> _Requirement_: Replace "nestling" with "chick" in the data, starting at the line that contains "[185, 44], one" and ending at the last line. Give back only those lines, with nothing else changed.
==== Given records ====
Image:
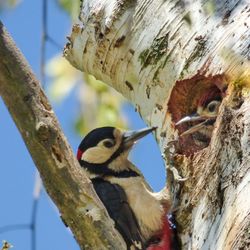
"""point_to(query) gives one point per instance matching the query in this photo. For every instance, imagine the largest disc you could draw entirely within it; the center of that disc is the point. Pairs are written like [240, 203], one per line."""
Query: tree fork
[64, 180]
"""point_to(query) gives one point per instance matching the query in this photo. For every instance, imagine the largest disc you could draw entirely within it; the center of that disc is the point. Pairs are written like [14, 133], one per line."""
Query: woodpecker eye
[213, 106]
[108, 143]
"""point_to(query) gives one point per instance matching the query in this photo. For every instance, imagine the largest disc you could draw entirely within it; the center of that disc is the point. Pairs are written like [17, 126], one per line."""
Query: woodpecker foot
[168, 156]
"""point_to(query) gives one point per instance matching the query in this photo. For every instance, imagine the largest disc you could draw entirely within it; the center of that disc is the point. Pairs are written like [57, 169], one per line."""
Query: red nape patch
[79, 155]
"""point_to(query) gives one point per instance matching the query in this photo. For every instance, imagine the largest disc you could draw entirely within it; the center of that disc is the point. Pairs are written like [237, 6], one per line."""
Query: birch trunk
[163, 56]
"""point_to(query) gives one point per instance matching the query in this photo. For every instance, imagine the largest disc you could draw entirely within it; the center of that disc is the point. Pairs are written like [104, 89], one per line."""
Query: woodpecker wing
[115, 200]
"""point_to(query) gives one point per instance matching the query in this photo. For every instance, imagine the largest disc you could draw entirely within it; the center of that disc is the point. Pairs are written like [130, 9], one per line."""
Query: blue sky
[17, 168]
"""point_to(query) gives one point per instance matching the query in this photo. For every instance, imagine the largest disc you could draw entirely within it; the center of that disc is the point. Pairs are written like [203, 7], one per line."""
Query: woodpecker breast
[103, 154]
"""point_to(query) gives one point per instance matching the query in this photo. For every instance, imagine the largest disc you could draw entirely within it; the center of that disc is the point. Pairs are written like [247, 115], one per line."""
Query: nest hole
[189, 97]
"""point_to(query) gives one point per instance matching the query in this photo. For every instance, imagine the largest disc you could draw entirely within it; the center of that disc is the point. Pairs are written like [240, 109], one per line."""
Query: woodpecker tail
[166, 239]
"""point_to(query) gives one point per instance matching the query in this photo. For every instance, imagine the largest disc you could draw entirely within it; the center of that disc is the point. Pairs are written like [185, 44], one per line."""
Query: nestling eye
[213, 106]
[109, 143]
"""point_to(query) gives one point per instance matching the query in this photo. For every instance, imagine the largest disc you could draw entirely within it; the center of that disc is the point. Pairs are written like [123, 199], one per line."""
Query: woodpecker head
[105, 149]
[201, 122]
====
> _Reply_:
"""point_to(query) gives one point per instance matching the query in this photo. For every instance, imagine the largest disc you could draw entirely within it; the center of that disc is the point. Pairs are written like [185, 44], one per line."""
Query: chick eye
[213, 106]
[109, 143]
"""point_to(query) gives one point per instance matching the query in this photo. For every instance, imagine the largest disc you could draw entirely within it; the center of that disc is the point. Pairs are written like [123, 199], one per line."""
Query: woodpecker head
[105, 149]
[201, 122]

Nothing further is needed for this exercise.